■ **Exercise 1**
According to the passage on soybean cyst nematodes below, what percentage of the survey's soil samples contained SCN?
■ **Exercise 2**
Carry on the soybean cyst nematode passage below from its final sentence.

■ **Provided passage**
%%

Soybean cyst nematodes have followed soybean production into northwest Minnesota.
The microscopic roundworms have hitchhiked rides on floodwaters and equipment.
Now, northwest Minnesota soybean growers are being asked to manage their fields to minimize egg counts.
A farmer survey – funded by the Minnesota Soybean Research & Promotion Council – found soybean cyst nematodes (SCN) in soil from Wilkin, Clay, Becker, Norman, Mahnomen, Polk, Red Lake, Pennington, Marshall, Kittson and Roseau counties in the fall of 2012.
Larger numbers of SCN were found in soil samples from Wilkin and Clay counties than in counties farther north.
In Polk, Kittson and Roseau counties, only one soil sample in each county included 51-100 SCN per 100 cc’s (about 1/2 cup) per soil. Still, the findings are significant.
Five counties – Polk, Pennington, Marshall, Kittson and Roseau – do not have confirmed SCN.
Additional testing will be conducted in 2013 to determine if the counties do have SCN in their soils.
“Regardless of where you are in northwest Minnesota, there’s a potential to already have SCN. It’s time for everybody to put into practice some type of surveillance effort,” said Phillip Glogoza, University of Minnesota Extension crop specialist, Moorhead.
A team from University of Minnesota Extension oversaw the region-wide SCN survey. Unenthused with maps that simply showed whether or not a county had confirmed SCN, they wanted to find areas and fields within counties where SCN was found.
“We can start looking regionally at how this is starting to shake out,” said Glogoza last July. “What is the incidence or percent of fields that we are finding with SCN present? Where are they, and what is the severity? Are we talking 100 eggs per 100 cc, or 30,000 eggs per 100 cc of soil? We haven’t discovered that yet.”
During August 2012 field days and variety plot tours, Extension staff handed out over 1,000 free soil sample kits. Growers sent 330 soil samples, from 211 sites, to the Minnesota Valley Testing Lab of New Ulm.
Participating farmers and landowners received their results directly from the lab.
Extension received SCN counts identified by geospatial reference points. About a quarter – 28 percent – of the samples contained SCN, while 72 percent did not contain SCN, said Glogoza.
The egg counts ranged from less than 100 to 39,000 eggs/100 cc of soil.

%%

■ **Provided material**
%%

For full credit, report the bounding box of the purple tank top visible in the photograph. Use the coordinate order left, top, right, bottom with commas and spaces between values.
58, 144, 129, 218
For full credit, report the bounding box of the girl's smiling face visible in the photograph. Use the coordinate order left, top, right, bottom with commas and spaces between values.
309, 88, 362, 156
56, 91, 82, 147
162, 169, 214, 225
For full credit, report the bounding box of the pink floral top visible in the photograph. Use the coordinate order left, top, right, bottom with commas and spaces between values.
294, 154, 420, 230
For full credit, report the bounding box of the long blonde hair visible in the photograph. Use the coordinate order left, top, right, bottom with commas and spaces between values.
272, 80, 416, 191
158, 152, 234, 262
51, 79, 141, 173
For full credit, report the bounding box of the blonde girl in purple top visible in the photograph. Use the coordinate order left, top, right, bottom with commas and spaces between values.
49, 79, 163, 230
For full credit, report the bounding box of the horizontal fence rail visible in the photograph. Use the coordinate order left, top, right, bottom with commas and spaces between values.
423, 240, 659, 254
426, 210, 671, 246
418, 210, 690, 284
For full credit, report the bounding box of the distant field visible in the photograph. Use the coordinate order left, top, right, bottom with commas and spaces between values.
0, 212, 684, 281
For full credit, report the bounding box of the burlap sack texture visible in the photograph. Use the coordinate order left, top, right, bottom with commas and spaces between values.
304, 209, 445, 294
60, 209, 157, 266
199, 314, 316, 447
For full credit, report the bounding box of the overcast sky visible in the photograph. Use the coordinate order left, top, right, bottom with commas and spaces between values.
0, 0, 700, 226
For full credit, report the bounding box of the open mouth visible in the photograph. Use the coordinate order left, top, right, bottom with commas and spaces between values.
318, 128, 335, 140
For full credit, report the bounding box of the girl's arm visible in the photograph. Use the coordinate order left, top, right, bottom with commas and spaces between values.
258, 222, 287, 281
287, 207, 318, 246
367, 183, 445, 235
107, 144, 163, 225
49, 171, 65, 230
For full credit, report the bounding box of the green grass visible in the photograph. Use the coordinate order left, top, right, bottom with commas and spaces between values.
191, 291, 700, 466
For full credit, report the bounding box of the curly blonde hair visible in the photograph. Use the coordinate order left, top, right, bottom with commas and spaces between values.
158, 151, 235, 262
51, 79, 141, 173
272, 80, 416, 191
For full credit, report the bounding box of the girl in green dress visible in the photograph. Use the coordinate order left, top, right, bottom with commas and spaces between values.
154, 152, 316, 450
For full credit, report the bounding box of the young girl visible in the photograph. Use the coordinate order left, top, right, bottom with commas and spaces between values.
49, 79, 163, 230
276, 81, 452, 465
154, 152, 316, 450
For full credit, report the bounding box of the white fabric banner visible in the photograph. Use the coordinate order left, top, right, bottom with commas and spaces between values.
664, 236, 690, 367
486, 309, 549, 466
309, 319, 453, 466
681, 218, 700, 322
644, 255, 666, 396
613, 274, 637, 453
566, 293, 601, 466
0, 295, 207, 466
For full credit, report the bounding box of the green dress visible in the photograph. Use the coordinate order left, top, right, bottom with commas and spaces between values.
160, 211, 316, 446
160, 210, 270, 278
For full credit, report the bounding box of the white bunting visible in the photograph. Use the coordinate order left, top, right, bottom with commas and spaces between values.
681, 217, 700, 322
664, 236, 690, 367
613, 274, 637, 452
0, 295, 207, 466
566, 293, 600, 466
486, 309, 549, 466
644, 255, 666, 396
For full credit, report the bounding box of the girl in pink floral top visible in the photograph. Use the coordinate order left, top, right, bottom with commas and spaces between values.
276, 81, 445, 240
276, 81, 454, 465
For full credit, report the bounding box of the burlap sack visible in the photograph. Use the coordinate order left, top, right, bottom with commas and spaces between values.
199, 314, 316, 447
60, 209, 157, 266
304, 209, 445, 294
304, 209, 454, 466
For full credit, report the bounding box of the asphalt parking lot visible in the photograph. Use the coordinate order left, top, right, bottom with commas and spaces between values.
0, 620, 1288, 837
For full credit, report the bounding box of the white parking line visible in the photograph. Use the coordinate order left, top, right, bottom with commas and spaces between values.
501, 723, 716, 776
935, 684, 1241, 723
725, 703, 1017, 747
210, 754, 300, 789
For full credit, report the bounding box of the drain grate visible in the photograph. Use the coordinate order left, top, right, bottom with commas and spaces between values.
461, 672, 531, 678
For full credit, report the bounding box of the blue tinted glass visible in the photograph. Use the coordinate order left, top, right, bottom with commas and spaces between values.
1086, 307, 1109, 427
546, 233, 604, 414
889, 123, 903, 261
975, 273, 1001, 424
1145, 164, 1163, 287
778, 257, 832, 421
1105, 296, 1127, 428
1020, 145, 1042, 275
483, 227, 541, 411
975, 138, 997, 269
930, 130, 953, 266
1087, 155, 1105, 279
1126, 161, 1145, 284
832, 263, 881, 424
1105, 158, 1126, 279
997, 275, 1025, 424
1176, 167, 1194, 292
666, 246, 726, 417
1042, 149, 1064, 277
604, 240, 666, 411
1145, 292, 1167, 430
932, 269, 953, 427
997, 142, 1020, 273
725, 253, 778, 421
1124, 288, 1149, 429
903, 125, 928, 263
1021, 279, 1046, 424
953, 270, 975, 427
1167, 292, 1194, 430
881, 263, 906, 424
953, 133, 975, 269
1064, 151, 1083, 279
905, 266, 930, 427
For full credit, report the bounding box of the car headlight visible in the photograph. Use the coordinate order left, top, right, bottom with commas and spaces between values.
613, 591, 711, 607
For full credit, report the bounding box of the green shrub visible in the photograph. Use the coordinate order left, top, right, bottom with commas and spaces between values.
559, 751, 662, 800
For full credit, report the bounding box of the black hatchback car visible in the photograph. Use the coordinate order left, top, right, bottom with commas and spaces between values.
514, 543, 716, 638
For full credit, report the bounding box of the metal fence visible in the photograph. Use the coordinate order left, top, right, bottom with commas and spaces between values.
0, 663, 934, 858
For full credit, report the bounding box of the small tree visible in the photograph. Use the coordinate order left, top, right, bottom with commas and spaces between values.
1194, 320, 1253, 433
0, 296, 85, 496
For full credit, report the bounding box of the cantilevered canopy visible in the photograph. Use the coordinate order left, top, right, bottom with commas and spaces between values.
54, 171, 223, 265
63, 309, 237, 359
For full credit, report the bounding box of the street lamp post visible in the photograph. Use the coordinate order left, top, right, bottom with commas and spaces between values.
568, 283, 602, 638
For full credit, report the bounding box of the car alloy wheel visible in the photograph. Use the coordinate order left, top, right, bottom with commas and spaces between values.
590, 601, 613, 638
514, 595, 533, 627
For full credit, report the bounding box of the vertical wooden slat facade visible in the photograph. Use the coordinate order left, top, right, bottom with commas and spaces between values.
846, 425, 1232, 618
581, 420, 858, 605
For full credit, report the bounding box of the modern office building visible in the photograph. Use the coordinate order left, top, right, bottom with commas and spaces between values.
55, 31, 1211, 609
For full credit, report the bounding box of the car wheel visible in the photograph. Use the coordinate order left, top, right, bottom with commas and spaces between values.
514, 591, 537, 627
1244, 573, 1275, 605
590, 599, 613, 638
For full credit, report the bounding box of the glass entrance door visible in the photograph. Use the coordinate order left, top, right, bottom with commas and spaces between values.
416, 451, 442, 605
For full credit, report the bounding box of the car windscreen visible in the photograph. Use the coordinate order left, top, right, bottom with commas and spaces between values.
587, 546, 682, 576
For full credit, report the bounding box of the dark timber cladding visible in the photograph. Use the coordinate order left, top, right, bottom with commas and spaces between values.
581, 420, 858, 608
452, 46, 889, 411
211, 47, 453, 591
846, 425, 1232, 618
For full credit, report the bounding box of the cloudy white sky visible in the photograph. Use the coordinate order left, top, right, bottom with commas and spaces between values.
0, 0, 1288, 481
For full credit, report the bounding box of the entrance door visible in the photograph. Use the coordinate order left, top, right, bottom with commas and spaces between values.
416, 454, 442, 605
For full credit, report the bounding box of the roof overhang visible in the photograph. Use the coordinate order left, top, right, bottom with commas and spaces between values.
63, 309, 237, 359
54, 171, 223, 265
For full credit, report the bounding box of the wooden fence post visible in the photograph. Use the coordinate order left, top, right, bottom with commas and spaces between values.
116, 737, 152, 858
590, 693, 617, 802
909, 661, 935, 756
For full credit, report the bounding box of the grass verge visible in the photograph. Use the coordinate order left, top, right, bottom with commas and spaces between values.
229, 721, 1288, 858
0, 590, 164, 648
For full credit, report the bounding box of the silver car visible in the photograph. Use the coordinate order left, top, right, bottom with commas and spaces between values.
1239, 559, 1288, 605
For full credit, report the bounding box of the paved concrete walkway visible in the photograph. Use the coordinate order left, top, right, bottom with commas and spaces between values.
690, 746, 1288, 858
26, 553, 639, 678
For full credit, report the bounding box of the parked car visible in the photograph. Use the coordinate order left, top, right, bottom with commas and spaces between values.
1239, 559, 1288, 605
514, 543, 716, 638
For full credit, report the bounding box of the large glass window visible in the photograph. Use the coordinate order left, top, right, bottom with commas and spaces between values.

%%

■ **Your response 1**
28 percent

■ **Your response 2**
“There are growers, field men and distributors who have not seen SCN before in the field,” he said. “It’s time they learn to recognize it.”
Soybean cyst nematode remains Minnesota’s number one soybean pest, and can cause 30-40 percent yield loss.
Glogoza reminds growers that if they see yellow or stunted soybeans this spring, check for female bodies on soybean roots at four or five weeks after planting.
The adult female is lemon shaped, and when fully developed, the body protrudes outside the soybean root and is visible without magnification.
Growers can quickly learn to distinguish the small female bodies from large bacterial nodules.
It’s also possible to see the dark brown cyst of the dead female that houses SCN eggs. The cyst is what is collected when soil samples are processed. Viable eggs within a cyst can survive many years.
The goal of any SCN management program, is keeping egg counts low.
“What we have seen as SCN moves into the region, growers discover it because of unexpectedly low soybean yields,” Glogoza said. “When that happens, that’s when you see high numbers – 30,000-40,000 or more per 100 cc of soil.
“If you are dealing with numbers in that 30,000 range, you put in a resistant soybean and the SCN will overwhelm the resistance. If you allow those high numbers, you’re looking at a longer rotation time away from soybeans, just to get numbers down where you can successfully use SCN resistant varieties.”
University of Minnesota Extension recommendations note that counts of 12,000 SCN per 100 cc of soil are considered in the “high” infestation category. At this population level, growers need to plant non-host crops, such as corn, wheat or alfalfa, for several years to decrease the SCN populations.
When populations reach less than 12,000, growers can begin a five year rotation including: year one – SCN-resistant soybean; year two – nonhost crop; year three – SCN-resistant soybean; year four – nonhost crop; and year five – SCN-resistant variety different than used in year one and three or a susceptible soybean variety if numbers are low enough.
Glogoza suggested that growers could take soil samples to check for SCN as soon as the soil thaws this spring, if they are suspicious. At the end of July or early August, growers can also begin digging and looking for the presence of cysts.
“If you see them, it tells you that you need to sample,” he said. “If you don’t see them, you may still want to sample.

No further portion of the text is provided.